▶ _TASK PROMPT_: Write out, word for word, the part of the listing below that opens with the line containing "Teacher note: indicate the dining" and closes with the line containing "Target: dining chair", keeping both of those lines and adding no others.

▶ _STORED DATA_:
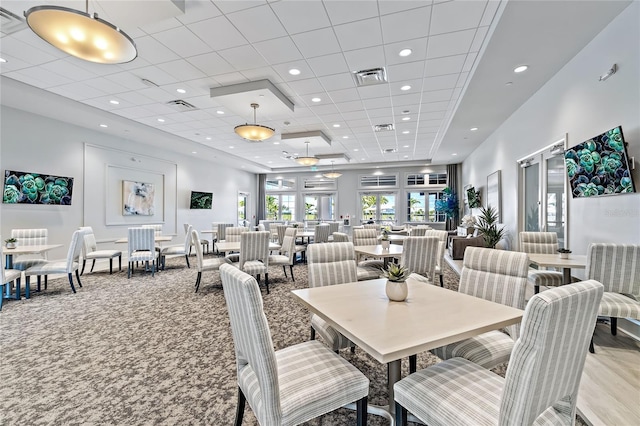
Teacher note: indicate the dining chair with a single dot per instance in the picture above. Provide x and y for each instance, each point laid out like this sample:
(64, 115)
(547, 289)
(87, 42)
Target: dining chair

==

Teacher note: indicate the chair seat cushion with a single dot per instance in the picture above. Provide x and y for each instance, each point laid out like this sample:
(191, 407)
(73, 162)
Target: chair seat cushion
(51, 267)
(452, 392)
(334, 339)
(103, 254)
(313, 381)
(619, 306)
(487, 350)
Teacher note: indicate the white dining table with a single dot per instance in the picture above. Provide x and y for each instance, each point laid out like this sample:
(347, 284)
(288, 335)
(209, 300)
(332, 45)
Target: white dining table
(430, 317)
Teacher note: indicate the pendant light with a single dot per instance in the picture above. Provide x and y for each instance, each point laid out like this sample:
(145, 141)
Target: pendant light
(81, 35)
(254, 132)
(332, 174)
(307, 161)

▶ _EXERCISE OUTPUT_:
Teacher note: indicate the dining chair with a single dot per instance in the picture above. Provide x and y for each instance, each point laid out like this sample:
(64, 115)
(547, 289)
(87, 42)
Target: dining chair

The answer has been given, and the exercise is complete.